● REQUEST: In every entry, swap "hand on hip" for "hand on shoulder" and write the lines out again with nothing else changed. Leave out the pictures.

● ITEMS:
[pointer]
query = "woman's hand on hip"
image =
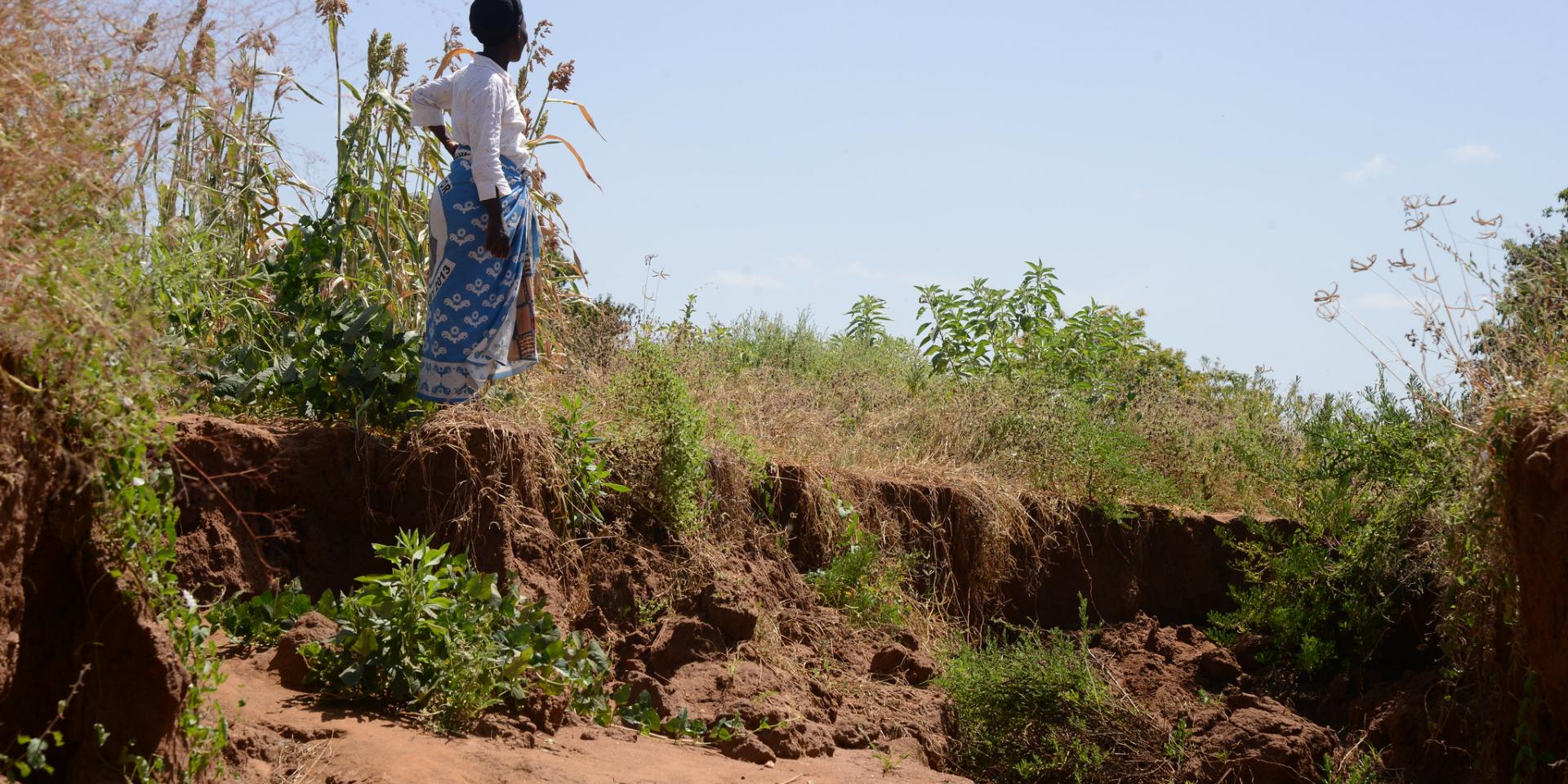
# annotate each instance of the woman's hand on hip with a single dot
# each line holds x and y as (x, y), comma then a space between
(496, 240)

● EXERCISE RESPONSE:
[pointer]
query = "woman's hand on shoulder"
image =
# annotate each instance of the woman's hand on shoulder with a single dot
# each line holds x and y as (x, y), comma then a space between
(496, 240)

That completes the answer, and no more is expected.